Segment Start: Text excerpt

Rep. Ed Perlmutter announced Monday that he will not run for re-election to his suburban Denver seat in Congress in November, bringing to a close what will be 16 years of service as a moderate Democrat in that position.
“I think some new perspectives would be good for the Congress,” Perlmutter, 68, said in an interview with The Denver Post Monday. “We built a good bench of qualified leaders. They want to take on more responsibility. You want new leadership to rise.”
Dick Wadhams, former chair of the Colorado Republican Party and a political analyst, called Monday’s announcement a “seminal moment” in Colorado politics. Only Democrat Rep. Diana DeGette has been in Congress longer than Perlmutter among the state’s current delegation, while Republican Rep. Doug Lamborn was elected for the first time the same year Perlmutter was — in 2006.
“This is a big deal to have this kind of an incumbent step aside,” Wadhams said. “It shakes up both parties. This is what makes things fun and exciting in Colorado politics.”
Sen. Michael Bennet, a fellow Democrat, on Monday called Perlmutter a “mentor to me throughout my time in Congress.”
“His yard signs read ‘Our neighbor…Our voice,’” Bennet said. “And Ed has always been true to that vision of leadership – whether by working to expand health care to over 500,000 Coloradans, opening the new VA medical center to serve Colorado veterans, or developing renewable energy technologies to fight climate change.”

Segment End: Text excerpt

■ What the task asks:
Answer these questions from the article on Ed Perlmutter's retirement.
(a) How old is Perlmutter?
(b) In what year were Perlmutter and Doug Lamborn first elected to Congress?
(c) According to Bennet, what did Perlmutter's yard signs read?

Segment Start: Source material

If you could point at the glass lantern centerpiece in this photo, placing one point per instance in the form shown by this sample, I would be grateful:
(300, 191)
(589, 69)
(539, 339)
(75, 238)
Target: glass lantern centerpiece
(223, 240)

Segment End: Source material

■ Exercise output:
(a) 68
(b) 2006
(c) "Our neighbor…Our voice"